▶ **PROBLEM DESCRIPTION**:
Nothing but the lines from the one with "Each returned marker MUST fall on one instance of the black" through the final line of the entries below should be written out, each exactly as given.

▶ **MATERIAL TO PROCESS**:

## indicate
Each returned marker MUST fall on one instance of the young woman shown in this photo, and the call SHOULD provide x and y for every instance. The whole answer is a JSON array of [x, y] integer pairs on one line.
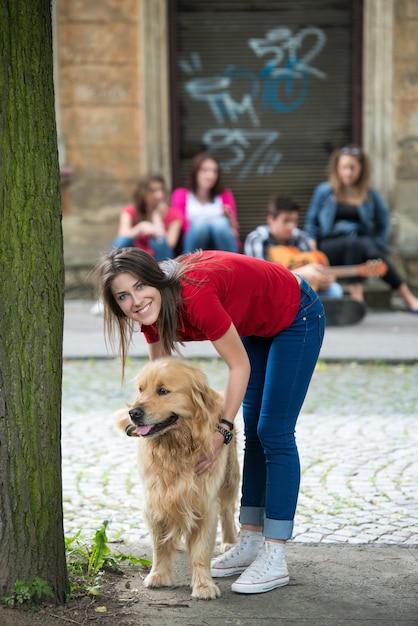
[[149, 223], [349, 221], [208, 210], [267, 324]]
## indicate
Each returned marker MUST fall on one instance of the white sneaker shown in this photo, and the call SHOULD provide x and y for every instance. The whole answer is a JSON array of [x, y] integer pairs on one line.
[[239, 557], [268, 571]]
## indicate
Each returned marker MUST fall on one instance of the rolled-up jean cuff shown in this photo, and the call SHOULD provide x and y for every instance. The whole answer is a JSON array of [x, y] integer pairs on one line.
[[253, 515], [277, 528]]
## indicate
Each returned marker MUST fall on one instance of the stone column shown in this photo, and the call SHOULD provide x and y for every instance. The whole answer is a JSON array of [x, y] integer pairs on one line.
[[155, 86], [378, 135]]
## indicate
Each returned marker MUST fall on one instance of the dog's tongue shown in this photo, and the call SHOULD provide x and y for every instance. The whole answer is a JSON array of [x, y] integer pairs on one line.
[[143, 430]]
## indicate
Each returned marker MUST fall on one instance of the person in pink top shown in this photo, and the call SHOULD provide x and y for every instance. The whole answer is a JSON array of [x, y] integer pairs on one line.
[[208, 209], [267, 324], [149, 223]]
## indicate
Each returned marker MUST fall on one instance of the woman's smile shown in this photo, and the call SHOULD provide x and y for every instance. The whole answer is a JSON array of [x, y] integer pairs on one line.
[[138, 301]]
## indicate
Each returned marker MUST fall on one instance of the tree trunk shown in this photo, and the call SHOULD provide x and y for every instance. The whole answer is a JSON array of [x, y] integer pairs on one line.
[[31, 303]]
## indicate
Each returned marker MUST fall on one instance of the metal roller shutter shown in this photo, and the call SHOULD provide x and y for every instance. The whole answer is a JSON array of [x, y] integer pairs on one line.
[[269, 88]]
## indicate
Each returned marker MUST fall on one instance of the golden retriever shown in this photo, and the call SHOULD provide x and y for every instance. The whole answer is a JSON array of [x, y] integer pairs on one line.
[[175, 416]]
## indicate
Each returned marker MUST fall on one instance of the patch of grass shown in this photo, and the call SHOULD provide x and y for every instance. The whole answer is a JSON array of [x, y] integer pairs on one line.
[[87, 564], [27, 594]]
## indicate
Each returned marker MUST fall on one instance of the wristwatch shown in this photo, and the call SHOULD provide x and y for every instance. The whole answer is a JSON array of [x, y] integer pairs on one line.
[[227, 435]]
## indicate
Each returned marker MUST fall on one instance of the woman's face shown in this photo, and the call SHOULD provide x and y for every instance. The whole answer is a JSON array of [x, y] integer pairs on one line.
[[155, 194], [348, 170], [207, 175], [139, 302]]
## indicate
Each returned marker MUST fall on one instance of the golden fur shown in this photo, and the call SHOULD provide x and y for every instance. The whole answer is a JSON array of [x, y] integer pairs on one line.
[[178, 502]]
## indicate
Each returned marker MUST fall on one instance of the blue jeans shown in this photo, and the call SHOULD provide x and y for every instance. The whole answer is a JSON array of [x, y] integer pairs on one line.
[[214, 234], [281, 370], [159, 246], [333, 291]]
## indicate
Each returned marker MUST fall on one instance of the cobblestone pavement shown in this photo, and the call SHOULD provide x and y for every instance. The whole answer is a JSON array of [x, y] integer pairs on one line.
[[357, 437]]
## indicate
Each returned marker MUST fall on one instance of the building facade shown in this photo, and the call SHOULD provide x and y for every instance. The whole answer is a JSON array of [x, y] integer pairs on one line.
[[269, 87]]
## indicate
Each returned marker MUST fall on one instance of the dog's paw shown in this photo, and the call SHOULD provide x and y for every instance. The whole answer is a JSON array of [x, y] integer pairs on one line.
[[226, 546], [205, 590], [156, 579]]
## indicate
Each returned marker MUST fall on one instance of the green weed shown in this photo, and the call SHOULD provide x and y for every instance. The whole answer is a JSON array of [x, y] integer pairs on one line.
[[23, 593], [87, 564]]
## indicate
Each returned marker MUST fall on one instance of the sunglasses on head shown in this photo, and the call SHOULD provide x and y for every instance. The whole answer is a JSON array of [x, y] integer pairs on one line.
[[354, 150]]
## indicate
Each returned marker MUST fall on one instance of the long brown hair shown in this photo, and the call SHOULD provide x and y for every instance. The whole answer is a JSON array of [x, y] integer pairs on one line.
[[166, 276], [139, 195], [197, 162], [361, 186]]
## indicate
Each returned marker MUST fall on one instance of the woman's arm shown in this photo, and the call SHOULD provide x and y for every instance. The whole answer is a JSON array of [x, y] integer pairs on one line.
[[231, 349], [156, 351]]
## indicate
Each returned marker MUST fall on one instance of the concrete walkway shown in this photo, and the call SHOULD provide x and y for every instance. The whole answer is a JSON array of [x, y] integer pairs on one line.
[[354, 556]]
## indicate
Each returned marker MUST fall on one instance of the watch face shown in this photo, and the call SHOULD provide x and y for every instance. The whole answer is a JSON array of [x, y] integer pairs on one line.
[[227, 435]]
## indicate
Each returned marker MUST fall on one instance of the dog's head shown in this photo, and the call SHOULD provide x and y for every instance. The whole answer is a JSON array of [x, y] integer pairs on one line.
[[170, 392]]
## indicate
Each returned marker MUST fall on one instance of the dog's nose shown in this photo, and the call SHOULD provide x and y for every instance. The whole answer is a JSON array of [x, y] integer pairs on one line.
[[136, 414]]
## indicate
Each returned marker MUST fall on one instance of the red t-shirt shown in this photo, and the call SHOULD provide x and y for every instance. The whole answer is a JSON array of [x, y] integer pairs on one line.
[[260, 298]]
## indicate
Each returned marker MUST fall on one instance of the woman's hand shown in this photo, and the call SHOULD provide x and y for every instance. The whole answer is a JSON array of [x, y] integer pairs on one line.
[[207, 461]]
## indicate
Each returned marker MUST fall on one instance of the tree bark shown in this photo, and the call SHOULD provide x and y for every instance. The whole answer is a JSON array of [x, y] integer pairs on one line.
[[31, 304]]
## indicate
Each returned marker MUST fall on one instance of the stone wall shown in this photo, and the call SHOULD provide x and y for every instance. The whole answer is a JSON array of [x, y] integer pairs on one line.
[[112, 114], [98, 76], [405, 98], [406, 107]]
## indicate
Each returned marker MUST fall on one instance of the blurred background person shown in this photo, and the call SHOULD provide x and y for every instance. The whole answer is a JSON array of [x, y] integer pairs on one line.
[[349, 221], [149, 223], [208, 209], [281, 240]]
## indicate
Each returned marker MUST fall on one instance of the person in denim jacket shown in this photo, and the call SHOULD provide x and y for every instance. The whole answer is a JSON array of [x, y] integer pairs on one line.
[[350, 222]]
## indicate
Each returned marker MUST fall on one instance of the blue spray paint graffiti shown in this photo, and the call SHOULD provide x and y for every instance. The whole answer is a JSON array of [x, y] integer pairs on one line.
[[282, 85]]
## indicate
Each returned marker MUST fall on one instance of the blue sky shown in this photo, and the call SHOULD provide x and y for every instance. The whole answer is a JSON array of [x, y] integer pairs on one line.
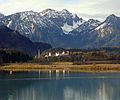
[[98, 9]]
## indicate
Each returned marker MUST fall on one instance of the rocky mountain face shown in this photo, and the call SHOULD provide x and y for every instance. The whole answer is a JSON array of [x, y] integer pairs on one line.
[[13, 40], [1, 15], [64, 29]]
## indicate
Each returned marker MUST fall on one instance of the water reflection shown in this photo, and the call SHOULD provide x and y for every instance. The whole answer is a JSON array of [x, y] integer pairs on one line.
[[63, 89]]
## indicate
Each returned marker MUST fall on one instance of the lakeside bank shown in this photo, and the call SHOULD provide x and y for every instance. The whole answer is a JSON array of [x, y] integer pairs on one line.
[[24, 67]]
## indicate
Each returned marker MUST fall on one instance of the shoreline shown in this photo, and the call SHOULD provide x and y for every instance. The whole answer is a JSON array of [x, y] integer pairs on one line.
[[92, 68]]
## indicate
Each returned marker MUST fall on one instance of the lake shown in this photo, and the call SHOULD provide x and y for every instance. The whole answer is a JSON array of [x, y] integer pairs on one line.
[[59, 86]]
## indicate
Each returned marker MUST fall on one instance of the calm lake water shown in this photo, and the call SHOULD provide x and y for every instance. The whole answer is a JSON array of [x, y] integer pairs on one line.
[[60, 86]]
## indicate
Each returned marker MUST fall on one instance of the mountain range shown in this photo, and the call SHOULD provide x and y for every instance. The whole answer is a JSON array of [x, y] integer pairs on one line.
[[64, 29], [13, 40]]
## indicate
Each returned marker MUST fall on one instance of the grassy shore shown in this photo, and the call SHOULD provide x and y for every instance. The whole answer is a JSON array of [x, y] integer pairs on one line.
[[61, 66]]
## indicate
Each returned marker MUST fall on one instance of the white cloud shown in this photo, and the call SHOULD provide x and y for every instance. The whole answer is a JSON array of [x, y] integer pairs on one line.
[[87, 8]]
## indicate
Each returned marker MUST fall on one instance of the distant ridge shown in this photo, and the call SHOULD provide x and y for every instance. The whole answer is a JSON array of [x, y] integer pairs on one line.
[[64, 29]]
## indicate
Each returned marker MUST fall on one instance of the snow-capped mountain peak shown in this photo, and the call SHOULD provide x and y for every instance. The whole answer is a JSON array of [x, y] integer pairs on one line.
[[1, 15]]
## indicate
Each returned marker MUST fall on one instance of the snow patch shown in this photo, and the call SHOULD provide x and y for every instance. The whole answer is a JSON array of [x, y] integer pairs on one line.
[[68, 28], [101, 26], [8, 25]]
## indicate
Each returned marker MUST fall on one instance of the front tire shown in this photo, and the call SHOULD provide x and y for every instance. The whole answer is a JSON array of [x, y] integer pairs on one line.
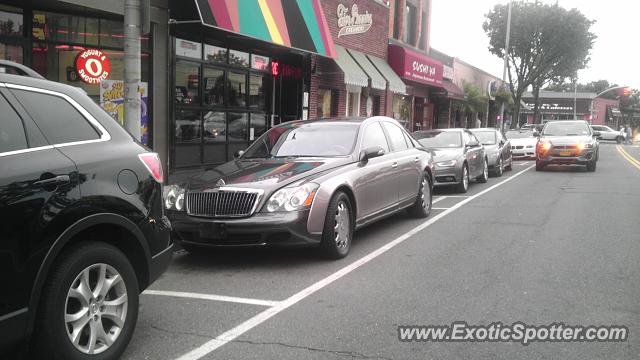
[[422, 207], [338, 227], [89, 307], [485, 173]]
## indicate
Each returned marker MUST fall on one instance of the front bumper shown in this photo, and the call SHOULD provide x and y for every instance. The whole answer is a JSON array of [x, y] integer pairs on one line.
[[261, 229], [565, 157]]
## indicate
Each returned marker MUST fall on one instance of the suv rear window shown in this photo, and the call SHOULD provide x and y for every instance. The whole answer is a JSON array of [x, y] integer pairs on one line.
[[57, 118]]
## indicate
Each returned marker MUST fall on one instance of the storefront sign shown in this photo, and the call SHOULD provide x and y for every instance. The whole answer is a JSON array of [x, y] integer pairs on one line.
[[112, 101], [350, 21], [415, 67], [93, 66]]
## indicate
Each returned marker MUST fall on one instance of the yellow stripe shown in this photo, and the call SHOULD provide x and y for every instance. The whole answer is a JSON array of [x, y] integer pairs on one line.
[[628, 157], [271, 24]]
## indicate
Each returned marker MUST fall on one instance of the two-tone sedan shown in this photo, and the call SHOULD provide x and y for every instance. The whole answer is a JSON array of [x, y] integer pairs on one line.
[[305, 183], [567, 142], [459, 157], [497, 149]]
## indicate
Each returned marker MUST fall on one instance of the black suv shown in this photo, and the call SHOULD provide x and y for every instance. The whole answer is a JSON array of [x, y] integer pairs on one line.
[[82, 228]]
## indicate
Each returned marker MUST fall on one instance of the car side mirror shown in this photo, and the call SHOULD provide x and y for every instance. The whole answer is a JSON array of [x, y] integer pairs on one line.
[[370, 153]]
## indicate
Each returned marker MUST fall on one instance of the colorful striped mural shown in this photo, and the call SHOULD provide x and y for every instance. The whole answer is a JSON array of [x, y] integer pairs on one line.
[[299, 24]]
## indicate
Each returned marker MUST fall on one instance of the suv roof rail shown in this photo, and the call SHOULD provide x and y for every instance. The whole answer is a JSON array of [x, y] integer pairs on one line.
[[11, 67]]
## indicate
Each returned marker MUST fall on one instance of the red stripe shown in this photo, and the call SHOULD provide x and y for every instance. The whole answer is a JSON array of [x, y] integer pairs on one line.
[[324, 30], [220, 13], [278, 16]]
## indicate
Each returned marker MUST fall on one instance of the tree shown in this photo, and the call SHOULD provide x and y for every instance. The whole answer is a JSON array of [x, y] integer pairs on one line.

▶ **COMPLETED TASK**:
Each returned marker MUST fall on one instance of the black suv shown in this photo, and the call SHOULD provide x and y for every instance. The whole answer is a JSON array of [x, y] integer pairs on one line.
[[82, 228]]
## indicate
Each returned marker MUST fall on one instance of the car side mirror shown in this photo, and the call SHOULD provide x and y for every instance. The whole answer is a JSON array of [x, y] integer pairs on one line.
[[370, 153]]
## indicate
Each returned marker MUST fall on one instance of the colorful striped mural shown in this photo, and the call SHOULD provide x and y for every instance. The whole answer is a JSON array of [x, y] integer pairs on one line.
[[299, 24]]
## indicate
Each returned marker MUST fall on one instance of the suv roof rail shown in this photo, and the call SHOULD provide x and y for every instance. The whole answer is a JSON array of [x, y] integer pairs on one line.
[[11, 67]]
## indicate
Each returned marker MUST fall on one instance of the red stripe shown in this photo, and the call SHOULD provide x and y for every instance. The whole answer is a JSON array of [x, y] integer pairs on one line.
[[324, 30], [220, 13], [278, 16]]
## indicate
Each returned marker MUST fall on one instance of the tree shown in this photo, and the call SHOULD provide x and y for every instance. The whole answer is a JSON array of [x, y] integer pairs on one line.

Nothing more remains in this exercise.